Copy the records below word for word, from the line containing "of the golden" through the line containing "[[38, 263], [231, 266]]", including both of those lines.

Entries taken from a collection:
───
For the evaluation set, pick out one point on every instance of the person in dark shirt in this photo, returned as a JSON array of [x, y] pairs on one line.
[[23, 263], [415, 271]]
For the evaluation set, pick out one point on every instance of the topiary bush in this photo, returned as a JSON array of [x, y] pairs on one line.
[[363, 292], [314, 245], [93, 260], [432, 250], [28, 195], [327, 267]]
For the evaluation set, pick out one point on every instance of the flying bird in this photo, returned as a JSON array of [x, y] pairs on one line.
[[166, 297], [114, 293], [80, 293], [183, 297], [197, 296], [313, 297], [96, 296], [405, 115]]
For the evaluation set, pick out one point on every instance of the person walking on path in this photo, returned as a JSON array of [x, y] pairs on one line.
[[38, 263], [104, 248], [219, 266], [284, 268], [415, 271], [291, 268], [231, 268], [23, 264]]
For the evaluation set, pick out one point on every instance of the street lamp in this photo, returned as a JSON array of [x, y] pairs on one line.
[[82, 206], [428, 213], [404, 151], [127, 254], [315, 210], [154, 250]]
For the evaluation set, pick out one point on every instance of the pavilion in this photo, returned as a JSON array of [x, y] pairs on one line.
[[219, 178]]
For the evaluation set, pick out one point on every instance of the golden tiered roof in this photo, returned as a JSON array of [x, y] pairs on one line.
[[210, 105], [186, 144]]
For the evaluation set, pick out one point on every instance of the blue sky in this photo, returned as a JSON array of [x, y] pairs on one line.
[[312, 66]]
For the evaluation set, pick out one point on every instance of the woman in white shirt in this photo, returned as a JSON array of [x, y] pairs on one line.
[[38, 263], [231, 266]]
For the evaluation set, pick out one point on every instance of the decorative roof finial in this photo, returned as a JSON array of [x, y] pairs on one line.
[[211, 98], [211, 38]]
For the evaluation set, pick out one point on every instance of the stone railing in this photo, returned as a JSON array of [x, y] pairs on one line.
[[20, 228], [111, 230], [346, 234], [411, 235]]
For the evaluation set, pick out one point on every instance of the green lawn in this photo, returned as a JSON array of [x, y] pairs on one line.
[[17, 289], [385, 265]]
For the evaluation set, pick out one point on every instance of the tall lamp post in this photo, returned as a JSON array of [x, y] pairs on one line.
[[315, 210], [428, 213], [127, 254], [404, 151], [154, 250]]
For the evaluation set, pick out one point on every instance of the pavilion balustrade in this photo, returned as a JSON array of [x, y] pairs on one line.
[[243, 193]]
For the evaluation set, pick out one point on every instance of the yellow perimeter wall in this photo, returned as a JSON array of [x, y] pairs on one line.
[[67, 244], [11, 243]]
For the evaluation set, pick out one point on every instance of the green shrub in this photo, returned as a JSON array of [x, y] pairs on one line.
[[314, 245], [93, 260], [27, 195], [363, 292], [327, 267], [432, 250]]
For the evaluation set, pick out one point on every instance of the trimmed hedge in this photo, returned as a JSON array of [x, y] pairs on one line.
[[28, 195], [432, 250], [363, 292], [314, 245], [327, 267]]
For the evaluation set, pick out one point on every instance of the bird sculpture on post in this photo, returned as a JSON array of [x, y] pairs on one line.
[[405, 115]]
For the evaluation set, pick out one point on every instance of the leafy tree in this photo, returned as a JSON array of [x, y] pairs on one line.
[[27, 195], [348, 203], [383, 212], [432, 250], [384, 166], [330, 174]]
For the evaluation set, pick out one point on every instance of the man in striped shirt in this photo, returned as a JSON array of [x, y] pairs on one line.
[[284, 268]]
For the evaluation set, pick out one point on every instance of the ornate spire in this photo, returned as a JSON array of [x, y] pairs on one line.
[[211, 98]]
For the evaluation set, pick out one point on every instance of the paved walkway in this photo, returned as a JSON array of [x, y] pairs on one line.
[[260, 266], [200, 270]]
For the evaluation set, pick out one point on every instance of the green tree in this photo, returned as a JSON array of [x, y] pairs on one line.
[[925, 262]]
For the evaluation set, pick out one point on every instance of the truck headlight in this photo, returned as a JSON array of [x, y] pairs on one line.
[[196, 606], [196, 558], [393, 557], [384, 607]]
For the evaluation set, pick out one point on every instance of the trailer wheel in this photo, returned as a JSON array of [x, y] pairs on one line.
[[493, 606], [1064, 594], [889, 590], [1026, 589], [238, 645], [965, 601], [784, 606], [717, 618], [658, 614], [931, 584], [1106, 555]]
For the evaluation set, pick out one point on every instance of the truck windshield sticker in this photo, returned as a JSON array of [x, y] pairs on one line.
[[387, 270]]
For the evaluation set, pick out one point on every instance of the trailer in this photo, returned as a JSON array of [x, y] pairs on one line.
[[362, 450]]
───
**Correct response:**
For the evaluation set, pick out one point on every instance of the golden tiered roof in this photo, returned as a JSON array of [x, y] pairs on one line.
[[210, 105], [186, 144]]
For the evaluation set, pick out one point on every instance of the blue sky in this photo, returned as a JSON array of [x, y] pairs on one line.
[[312, 66]]
For the evaluation set, pick out one point on every instance of the woman in white shirt in this photo, returned as a JSON array of [x, y] pairs on one line.
[[38, 263], [231, 266]]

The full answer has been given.